**Stated exercise**: Can you rewrite the lines of the records below as a numbered list and leave out any blank lines?

**Task material**:
--------

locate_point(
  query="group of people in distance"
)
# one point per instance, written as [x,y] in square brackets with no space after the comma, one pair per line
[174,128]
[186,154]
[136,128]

--------

**Task result**:
1. locate_point(
2.   query="group of people in distance"
3. )
4. # one point per instance, written as [x,y] in square brackets with no space after the comma, one pair per line
5. [174,128]
6. [186,154]
7. [136,128]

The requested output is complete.